[Data provided start]

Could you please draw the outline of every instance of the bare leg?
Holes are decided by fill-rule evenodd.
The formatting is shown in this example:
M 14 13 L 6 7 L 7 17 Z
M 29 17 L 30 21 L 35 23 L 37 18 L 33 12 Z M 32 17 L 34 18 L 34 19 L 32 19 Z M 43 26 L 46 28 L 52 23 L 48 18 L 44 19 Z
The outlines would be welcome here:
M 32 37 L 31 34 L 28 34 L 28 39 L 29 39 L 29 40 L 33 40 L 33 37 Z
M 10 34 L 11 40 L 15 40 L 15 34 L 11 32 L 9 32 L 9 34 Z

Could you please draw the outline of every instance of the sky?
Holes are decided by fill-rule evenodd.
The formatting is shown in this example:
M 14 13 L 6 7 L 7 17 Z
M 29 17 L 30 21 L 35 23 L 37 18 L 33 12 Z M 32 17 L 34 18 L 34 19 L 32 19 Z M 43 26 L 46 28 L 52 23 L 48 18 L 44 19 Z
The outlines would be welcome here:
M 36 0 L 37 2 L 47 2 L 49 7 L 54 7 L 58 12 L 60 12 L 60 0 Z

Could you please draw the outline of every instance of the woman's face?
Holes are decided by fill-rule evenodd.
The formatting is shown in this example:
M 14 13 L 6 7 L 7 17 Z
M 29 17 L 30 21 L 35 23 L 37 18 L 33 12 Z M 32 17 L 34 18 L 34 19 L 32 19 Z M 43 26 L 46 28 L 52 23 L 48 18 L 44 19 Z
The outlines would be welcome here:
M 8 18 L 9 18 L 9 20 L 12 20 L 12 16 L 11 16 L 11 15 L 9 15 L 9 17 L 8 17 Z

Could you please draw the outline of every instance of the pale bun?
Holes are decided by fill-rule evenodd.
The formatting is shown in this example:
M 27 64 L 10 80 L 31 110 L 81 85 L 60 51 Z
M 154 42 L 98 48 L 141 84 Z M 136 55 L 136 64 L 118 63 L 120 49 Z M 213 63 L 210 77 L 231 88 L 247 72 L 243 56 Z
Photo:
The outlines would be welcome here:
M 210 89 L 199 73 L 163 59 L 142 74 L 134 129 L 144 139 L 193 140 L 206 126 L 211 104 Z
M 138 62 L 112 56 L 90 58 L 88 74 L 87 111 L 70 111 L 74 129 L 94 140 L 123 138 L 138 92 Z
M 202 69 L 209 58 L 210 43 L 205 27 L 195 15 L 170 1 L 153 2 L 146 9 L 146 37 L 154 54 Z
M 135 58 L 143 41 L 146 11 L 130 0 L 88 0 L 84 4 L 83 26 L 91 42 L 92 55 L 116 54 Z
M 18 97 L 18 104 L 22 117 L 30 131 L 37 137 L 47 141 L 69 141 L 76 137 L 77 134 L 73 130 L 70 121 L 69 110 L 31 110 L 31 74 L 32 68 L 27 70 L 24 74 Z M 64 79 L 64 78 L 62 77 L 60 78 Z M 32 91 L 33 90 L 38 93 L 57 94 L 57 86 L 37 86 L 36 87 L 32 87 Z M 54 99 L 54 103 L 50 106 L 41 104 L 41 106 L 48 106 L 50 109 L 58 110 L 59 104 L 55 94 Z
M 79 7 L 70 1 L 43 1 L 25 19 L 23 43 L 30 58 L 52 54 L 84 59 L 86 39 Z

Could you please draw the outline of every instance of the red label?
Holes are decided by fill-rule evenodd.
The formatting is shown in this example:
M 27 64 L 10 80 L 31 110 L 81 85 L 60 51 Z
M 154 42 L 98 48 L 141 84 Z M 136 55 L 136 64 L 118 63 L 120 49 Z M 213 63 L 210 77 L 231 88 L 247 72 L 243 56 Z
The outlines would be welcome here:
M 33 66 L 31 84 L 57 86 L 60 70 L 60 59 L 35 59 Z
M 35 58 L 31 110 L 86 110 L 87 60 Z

[Data provided end]

Required work
Turn the entries from the line containing "the pale bun?" through the line containing "M 210 89 L 199", both included, into a numbered list with one line per item and no blank lines. Leave out everything before and after that range.

Full output
1. Could you please draw the outline of every instance of the pale bun?
2. Holes are decided by fill-rule evenodd.
3. The formatting is shown in this example:
4. M 27 64 L 10 80 L 31 110 L 81 85 L 60 51 Z
5. M 154 42 L 98 48 L 141 84 Z M 136 55 L 136 64 L 118 63 L 120 49 Z M 213 63 L 210 77 L 231 88 L 247 72 L 243 56 Z
6. Photo:
7. The outlines would be welcome here:
8. M 210 89 L 199 73 L 163 59 L 142 74 L 134 129 L 144 139 L 193 140 L 206 126 L 211 104 Z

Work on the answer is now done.